PROBLEM TO SOLVE => Reproduce everything from the line containing "I'd be grateful if you could outline where the cherry" down to the end of the records, both ends included, and leave the pictures out of your copy.

EXERCISE DATA =>
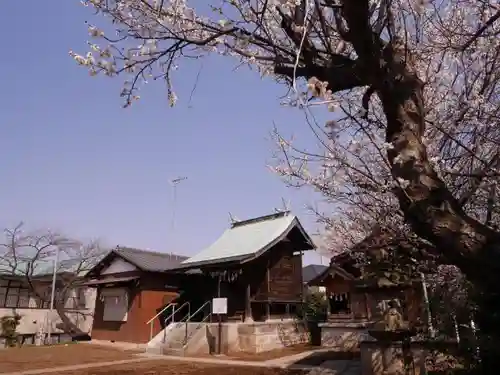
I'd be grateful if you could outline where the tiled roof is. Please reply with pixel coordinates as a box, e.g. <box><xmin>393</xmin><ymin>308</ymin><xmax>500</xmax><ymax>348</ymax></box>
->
<box><xmin>113</xmin><ymin>247</ymin><xmax>188</xmax><ymax>272</ymax></box>
<box><xmin>302</xmin><ymin>264</ymin><xmax>328</xmax><ymax>283</ymax></box>
<box><xmin>181</xmin><ymin>212</ymin><xmax>314</xmax><ymax>267</ymax></box>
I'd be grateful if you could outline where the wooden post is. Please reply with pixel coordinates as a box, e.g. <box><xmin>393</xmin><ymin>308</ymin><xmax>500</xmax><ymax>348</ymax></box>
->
<box><xmin>245</xmin><ymin>281</ymin><xmax>253</xmax><ymax>322</ymax></box>
<box><xmin>266</xmin><ymin>258</ymin><xmax>271</xmax><ymax>321</ymax></box>
<box><xmin>363</xmin><ymin>293</ymin><xmax>372</xmax><ymax>320</ymax></box>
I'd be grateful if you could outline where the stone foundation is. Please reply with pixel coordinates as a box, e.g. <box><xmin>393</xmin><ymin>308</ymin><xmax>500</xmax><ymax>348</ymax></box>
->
<box><xmin>318</xmin><ymin>322</ymin><xmax>371</xmax><ymax>351</ymax></box>
<box><xmin>238</xmin><ymin>320</ymin><xmax>309</xmax><ymax>353</ymax></box>
<box><xmin>361</xmin><ymin>340</ymin><xmax>427</xmax><ymax>375</ymax></box>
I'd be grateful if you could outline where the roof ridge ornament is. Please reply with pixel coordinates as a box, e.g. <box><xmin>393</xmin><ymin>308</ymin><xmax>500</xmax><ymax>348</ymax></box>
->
<box><xmin>228</xmin><ymin>212</ymin><xmax>240</xmax><ymax>226</ymax></box>
<box><xmin>274</xmin><ymin>197</ymin><xmax>291</xmax><ymax>216</ymax></box>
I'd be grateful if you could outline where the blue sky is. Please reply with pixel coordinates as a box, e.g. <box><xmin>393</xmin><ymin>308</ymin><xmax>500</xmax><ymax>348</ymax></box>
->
<box><xmin>0</xmin><ymin>0</ymin><xmax>332</xmax><ymax>263</ymax></box>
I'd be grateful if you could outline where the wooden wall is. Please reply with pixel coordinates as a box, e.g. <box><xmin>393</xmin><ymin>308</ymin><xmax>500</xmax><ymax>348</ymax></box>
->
<box><xmin>250</xmin><ymin>243</ymin><xmax>303</xmax><ymax>301</ymax></box>
<box><xmin>91</xmin><ymin>289</ymin><xmax>177</xmax><ymax>343</ymax></box>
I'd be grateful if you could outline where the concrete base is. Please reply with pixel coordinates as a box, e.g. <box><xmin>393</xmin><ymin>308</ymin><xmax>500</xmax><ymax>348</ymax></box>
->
<box><xmin>318</xmin><ymin>321</ymin><xmax>372</xmax><ymax>351</ymax></box>
<box><xmin>361</xmin><ymin>340</ymin><xmax>427</xmax><ymax>375</ymax></box>
<box><xmin>238</xmin><ymin>319</ymin><xmax>309</xmax><ymax>353</ymax></box>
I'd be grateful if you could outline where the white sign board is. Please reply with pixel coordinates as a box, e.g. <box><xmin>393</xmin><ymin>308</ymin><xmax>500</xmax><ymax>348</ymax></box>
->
<box><xmin>212</xmin><ymin>298</ymin><xmax>227</xmax><ymax>315</ymax></box>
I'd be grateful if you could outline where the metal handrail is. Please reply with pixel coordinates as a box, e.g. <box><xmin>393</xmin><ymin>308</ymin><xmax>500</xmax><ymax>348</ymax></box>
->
<box><xmin>146</xmin><ymin>302</ymin><xmax>177</xmax><ymax>341</ymax></box>
<box><xmin>183</xmin><ymin>300</ymin><xmax>212</xmax><ymax>347</ymax></box>
<box><xmin>163</xmin><ymin>301</ymin><xmax>191</xmax><ymax>324</ymax></box>
<box><xmin>146</xmin><ymin>302</ymin><xmax>177</xmax><ymax>324</ymax></box>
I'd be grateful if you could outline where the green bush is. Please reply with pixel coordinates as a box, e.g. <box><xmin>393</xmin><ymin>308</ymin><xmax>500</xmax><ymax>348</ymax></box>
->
<box><xmin>0</xmin><ymin>314</ymin><xmax>21</xmax><ymax>348</ymax></box>
<box><xmin>300</xmin><ymin>292</ymin><xmax>328</xmax><ymax>322</ymax></box>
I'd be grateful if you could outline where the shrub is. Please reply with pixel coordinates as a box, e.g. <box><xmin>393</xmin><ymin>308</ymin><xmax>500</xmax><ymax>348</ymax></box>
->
<box><xmin>0</xmin><ymin>314</ymin><xmax>21</xmax><ymax>347</ymax></box>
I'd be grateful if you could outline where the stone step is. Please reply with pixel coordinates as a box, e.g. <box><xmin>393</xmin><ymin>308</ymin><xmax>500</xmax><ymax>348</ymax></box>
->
<box><xmin>162</xmin><ymin>347</ymin><xmax>184</xmax><ymax>357</ymax></box>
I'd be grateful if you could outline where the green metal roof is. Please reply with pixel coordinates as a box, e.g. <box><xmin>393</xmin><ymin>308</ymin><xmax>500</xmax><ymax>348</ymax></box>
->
<box><xmin>179</xmin><ymin>212</ymin><xmax>315</xmax><ymax>268</ymax></box>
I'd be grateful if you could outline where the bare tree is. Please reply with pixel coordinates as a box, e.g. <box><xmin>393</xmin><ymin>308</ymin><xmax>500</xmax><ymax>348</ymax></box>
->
<box><xmin>0</xmin><ymin>223</ymin><xmax>103</xmax><ymax>335</ymax></box>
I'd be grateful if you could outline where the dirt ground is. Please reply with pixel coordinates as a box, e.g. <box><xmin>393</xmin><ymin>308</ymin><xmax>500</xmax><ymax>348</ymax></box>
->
<box><xmin>51</xmin><ymin>360</ymin><xmax>305</xmax><ymax>375</ymax></box>
<box><xmin>197</xmin><ymin>344</ymin><xmax>318</xmax><ymax>362</ymax></box>
<box><xmin>0</xmin><ymin>344</ymin><xmax>136</xmax><ymax>374</ymax></box>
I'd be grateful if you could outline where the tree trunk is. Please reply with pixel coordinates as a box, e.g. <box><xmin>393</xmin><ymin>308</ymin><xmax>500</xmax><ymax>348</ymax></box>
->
<box><xmin>377</xmin><ymin>64</ymin><xmax>500</xmax><ymax>374</ymax></box>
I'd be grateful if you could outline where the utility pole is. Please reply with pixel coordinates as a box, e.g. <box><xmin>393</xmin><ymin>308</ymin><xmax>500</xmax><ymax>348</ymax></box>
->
<box><xmin>47</xmin><ymin>247</ymin><xmax>59</xmax><ymax>345</ymax></box>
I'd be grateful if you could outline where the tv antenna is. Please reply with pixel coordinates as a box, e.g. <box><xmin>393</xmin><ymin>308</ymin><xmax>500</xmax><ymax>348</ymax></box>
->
<box><xmin>170</xmin><ymin>177</ymin><xmax>187</xmax><ymax>232</ymax></box>
<box><xmin>229</xmin><ymin>212</ymin><xmax>240</xmax><ymax>225</ymax></box>
<box><xmin>274</xmin><ymin>198</ymin><xmax>291</xmax><ymax>215</ymax></box>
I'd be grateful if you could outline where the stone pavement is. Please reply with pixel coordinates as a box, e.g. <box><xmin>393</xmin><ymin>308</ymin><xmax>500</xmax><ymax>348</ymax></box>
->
<box><xmin>0</xmin><ymin>353</ymin><xmax>361</xmax><ymax>375</ymax></box>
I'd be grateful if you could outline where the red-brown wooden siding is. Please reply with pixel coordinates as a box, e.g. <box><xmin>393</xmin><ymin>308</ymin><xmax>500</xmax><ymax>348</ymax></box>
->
<box><xmin>92</xmin><ymin>290</ymin><xmax>178</xmax><ymax>343</ymax></box>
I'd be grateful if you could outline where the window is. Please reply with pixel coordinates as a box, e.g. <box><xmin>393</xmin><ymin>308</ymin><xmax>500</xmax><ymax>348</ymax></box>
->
<box><xmin>0</xmin><ymin>280</ymin><xmax>49</xmax><ymax>309</ymax></box>
<box><xmin>0</xmin><ymin>286</ymin><xmax>7</xmax><ymax>307</ymax></box>
<box><xmin>101</xmin><ymin>288</ymin><xmax>128</xmax><ymax>322</ymax></box>
<box><xmin>329</xmin><ymin>293</ymin><xmax>351</xmax><ymax>314</ymax></box>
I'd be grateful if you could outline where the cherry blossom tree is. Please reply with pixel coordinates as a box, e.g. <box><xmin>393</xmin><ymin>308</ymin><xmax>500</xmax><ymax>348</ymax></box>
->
<box><xmin>70</xmin><ymin>0</ymin><xmax>500</xmax><ymax>366</ymax></box>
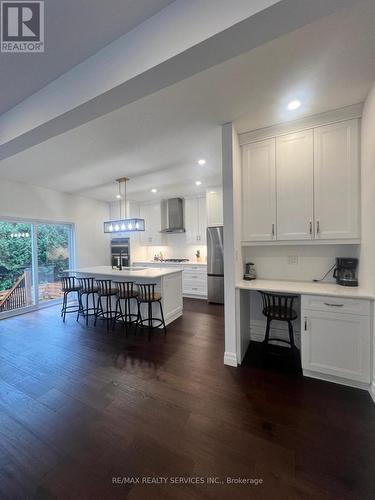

RESULT FOR THIS TASK =>
I'd be grateful if you could outline where the cherry blossom tree is. Please reply with pixel coordinates as a box, e.g. <box><xmin>393</xmin><ymin>308</ymin><xmax>500</xmax><ymax>348</ymax></box>
->
<box><xmin>70</xmin><ymin>0</ymin><xmax>500</xmax><ymax>366</ymax></box>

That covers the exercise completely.